Metin bloğu:
4 Aralık 2020 Cuma

2020 Aralık Ayı İzlenenler

  _________________________________


2020 ARALIK AYI ÖZETİ
_________________________________
   

      

      

      




_________________________________





9 Kere Leyla

Ezel Akay farklı işler yapmaya çalışan ve muhtemelen hayalgücü de zengin bir yönetmen. Bugüne kadar hiçbir filmine ısınamadım bu filmden de fragmanından gördüğüm kadarıyla hiçbir beklentim yoktu. Ama ön yargısız izleyeyim dedim. Yok olmadı. Hayatımda izlediğim en kötü 5 Türk filmine girdi sağ olsun. Senaryo desen yok. Karakterler fecaat. Komik olması gereken hiçbir yer komik değil. Cinsiyetçi espriler, tekme tokatlı komediler, şarkılardaki uyumsuz tamlamalar. Çok kötü film. Çok zorladım. Değişir belki dedim. Değişmedi. Filmin yarısından sonra uyumuşum. Benimle alakalı değil. Çok ciddi problemler var.

Görev yönergesi: Yukarıdaki "2020 Aralık Ayı İzlenenler" metnini baştan sona, hiçbir değişiklik yapmadan kopyalayın.

[Nokta etiketleme örnekleri]
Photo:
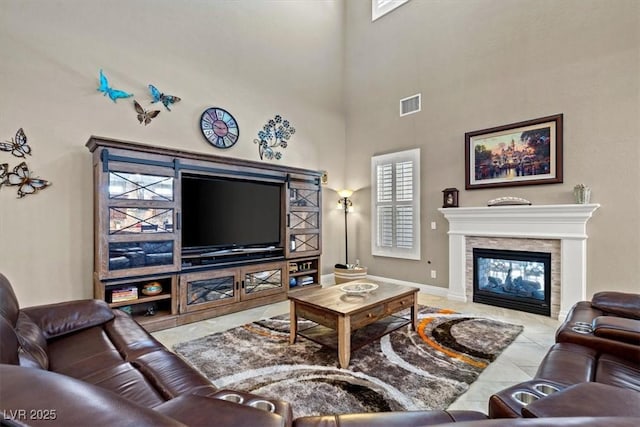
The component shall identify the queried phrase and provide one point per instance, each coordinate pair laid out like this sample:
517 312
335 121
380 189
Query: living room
337 76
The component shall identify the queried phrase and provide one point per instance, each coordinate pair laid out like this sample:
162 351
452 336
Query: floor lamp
345 204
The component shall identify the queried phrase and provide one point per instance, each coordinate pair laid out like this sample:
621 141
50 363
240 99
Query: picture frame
523 153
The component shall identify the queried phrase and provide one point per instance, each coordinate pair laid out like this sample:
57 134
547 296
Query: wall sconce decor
345 204
450 198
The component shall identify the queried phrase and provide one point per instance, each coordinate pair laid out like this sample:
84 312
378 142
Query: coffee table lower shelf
360 337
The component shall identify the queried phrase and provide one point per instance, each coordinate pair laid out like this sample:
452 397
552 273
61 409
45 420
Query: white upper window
395 226
382 7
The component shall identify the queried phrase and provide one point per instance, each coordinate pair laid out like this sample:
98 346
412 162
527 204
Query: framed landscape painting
523 153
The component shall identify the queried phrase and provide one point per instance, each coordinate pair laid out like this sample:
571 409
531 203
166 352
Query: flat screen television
221 213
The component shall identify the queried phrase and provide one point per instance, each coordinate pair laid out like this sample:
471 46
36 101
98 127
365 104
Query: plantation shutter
396 207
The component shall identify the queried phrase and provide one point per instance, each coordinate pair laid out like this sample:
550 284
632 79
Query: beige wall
254 58
485 63
338 78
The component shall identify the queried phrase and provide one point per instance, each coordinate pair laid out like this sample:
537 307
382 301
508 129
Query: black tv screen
220 213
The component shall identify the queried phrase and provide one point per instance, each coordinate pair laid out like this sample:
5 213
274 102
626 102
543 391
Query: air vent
410 105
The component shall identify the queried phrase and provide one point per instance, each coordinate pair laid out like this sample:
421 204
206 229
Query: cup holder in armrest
232 397
545 389
524 397
582 329
265 405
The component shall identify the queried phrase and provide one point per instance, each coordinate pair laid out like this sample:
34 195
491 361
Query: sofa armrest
385 419
618 303
617 328
195 410
65 317
586 400
37 397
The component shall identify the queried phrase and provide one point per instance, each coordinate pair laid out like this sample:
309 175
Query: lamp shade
345 193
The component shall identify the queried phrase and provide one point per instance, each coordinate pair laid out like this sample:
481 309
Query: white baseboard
328 279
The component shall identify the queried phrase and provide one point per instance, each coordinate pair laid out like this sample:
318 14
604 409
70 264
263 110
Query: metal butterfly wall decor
27 184
17 146
4 169
144 115
165 99
114 94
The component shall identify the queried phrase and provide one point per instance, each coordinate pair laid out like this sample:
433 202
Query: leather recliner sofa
82 363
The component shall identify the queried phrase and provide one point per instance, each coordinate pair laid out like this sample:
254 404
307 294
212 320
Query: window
395 229
382 7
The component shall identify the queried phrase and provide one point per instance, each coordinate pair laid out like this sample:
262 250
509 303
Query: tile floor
516 364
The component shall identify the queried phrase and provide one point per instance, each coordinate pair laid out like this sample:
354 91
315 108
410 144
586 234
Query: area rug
405 370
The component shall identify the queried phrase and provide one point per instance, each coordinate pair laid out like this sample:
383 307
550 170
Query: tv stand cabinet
139 263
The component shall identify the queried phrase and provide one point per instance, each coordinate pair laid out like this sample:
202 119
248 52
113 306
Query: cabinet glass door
266 280
303 220
135 186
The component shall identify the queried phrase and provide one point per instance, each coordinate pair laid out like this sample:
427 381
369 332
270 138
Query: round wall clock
219 127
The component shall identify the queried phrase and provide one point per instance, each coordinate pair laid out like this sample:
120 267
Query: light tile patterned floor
517 363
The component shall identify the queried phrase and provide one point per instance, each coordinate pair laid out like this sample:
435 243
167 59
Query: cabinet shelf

Yazılı çözüm:
4 Aralık 2020 Cuma

2020 Aralık Ayı İzlenenler

  _________________________________


2020 ARALIK AYI ÖZETİ
_________________________________
   

      

      

      




_________________________________





9 Kere Leyla

Ezel Akay farklı işler yapmaya çalışan ve muhtemelen hayalgücü de zengin bir yönetmen. Bugüne kadar hiçbir filmine ısınamadım bu filmden de fragmanından gördüğüm kadarıyla hiçbir beklentim yoktu. Ama ön yargısız izleyeyim dedim. Yok olmadı. Hayatımda izlediğim en kötü 5 Türk filmine girdi sağ olsun. Senaryo desen yok. Karakterler fecaat. Komik olması gereken hiçbir yer komik değil. Cinsiyetçi espriler, tekme tokatlı komediler, şarkılardaki uyumsuz tamlamalar. Çok kötü film. Çok zorladım. Değişir belki dedim. Değişmedi. Filmin yarısından sonra uyumuşum. Benimle alakalı değil. Çok ciddi problemler var.